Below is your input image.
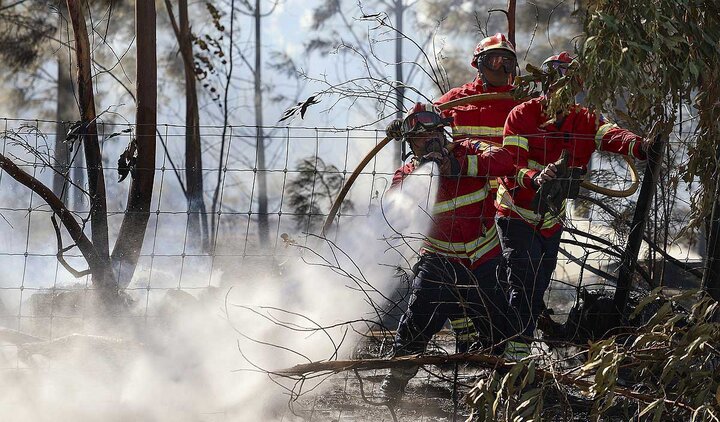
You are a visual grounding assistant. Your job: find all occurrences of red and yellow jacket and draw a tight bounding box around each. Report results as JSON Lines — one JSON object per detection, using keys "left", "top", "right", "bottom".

---

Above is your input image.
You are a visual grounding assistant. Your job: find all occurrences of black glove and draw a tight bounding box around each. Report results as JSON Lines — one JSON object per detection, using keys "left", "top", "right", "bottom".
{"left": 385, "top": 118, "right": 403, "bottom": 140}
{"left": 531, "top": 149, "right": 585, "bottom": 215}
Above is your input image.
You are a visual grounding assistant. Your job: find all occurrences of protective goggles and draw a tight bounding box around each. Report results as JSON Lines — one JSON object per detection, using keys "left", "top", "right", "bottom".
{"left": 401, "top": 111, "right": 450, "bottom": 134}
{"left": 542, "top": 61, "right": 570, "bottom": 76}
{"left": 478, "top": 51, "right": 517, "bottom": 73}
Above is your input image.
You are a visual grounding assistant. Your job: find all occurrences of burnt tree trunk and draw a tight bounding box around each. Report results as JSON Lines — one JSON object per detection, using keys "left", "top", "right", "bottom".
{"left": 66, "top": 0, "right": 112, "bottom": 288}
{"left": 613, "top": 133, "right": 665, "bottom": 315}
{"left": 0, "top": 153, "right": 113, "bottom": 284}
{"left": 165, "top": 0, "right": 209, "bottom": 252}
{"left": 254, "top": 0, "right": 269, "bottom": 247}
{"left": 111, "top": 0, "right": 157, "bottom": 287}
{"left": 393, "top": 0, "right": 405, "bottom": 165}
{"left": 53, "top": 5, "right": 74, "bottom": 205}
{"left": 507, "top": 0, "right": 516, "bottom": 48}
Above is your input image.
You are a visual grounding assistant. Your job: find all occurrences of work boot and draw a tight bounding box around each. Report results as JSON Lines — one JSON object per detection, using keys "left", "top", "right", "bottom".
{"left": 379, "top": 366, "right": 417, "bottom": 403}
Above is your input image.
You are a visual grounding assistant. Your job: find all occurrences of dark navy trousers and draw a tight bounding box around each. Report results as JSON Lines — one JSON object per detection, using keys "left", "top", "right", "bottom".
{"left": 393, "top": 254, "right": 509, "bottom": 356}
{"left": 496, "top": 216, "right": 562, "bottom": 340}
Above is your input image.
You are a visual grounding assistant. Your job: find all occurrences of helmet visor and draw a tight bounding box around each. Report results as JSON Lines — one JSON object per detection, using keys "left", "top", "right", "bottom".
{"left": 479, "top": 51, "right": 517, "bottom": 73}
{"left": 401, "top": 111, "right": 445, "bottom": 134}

Exercise
Here the job is to copy the listing above word for word, starting at the line with "Below is your input image." and ending at the line with "occurrences of red", and to leave out the pictures.

Exercise result
Below is your input image.
You are a visual grounding assistant. Your job: find all occurrences of red and yellow jacket and draw a tight bounding box around each. Report results as JSON Lines — one JSON object per detection, using keys "left", "top", "right", "bottom".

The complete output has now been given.